## Quoted passage
:::::

Stroke Group 2 conducted the study in reverse, using the grey filter for a prolonged period initially, before using an optimal filter over the same time period. Whilst using the grey filter, average reading speed reduced by ∼3%; all subjects read <5% faster with the filter; error scores were marginally elevated with the filter. With access to an optimal filter, these same subjects recorded ∼4% increase in reading speed, with 38% (n=3/8) now showing a >5% improvement. In addition, error scores virtually halved with the optimal filter. For Control Group 2, reading speed increased by ∼1% with the grey filter, with 30% (n=3/10) of subjects showing a >5% improvement, although errors were higher with the filter in place. In the third session, Control Group 2 recorded an ∼1% increase in reading speed with their optimal filter, with 20% (n=2/10) showing a >5% improvement, although error scores were again higher with the filter in situ.

:::::

(Stored items from a collection)
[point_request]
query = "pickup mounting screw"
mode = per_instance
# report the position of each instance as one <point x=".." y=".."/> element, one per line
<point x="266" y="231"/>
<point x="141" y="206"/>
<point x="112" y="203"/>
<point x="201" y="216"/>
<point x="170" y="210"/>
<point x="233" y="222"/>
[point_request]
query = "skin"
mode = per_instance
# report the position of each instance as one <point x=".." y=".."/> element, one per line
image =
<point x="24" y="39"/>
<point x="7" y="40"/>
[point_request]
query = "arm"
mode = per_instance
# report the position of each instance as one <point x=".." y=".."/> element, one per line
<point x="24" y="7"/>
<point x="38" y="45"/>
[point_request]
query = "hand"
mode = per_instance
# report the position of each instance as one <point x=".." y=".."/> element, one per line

:::::

## Work task
According to the passage on reading speed with filters, what share of Control Group 2 showed a greater than 5% improvement in reading speed with the grey filter?

## Your solution
30% (3 of 10 subjects)